→ Work instructions:
Copy the text of the records below word for word, leaving out the pictures.
------------
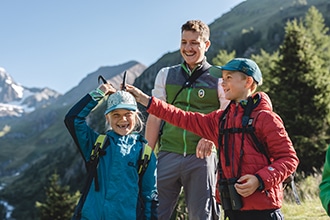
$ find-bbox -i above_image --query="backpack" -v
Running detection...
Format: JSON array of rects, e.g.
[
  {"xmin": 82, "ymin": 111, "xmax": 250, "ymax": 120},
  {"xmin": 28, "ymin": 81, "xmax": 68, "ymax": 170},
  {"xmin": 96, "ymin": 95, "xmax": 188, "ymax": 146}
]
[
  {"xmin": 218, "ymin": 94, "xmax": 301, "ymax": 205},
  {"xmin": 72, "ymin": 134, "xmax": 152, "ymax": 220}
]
------------
→ Problem solution:
$ find-bbox -i above_image --query="backpack" -v
Running detection...
Format: JSON array of rects, e.g.
[
  {"xmin": 82, "ymin": 111, "xmax": 250, "ymax": 120},
  {"xmin": 28, "ymin": 81, "xmax": 68, "ymax": 170},
  {"xmin": 96, "ymin": 95, "xmax": 188, "ymax": 146}
]
[
  {"xmin": 218, "ymin": 94, "xmax": 301, "ymax": 205},
  {"xmin": 72, "ymin": 134, "xmax": 152, "ymax": 220}
]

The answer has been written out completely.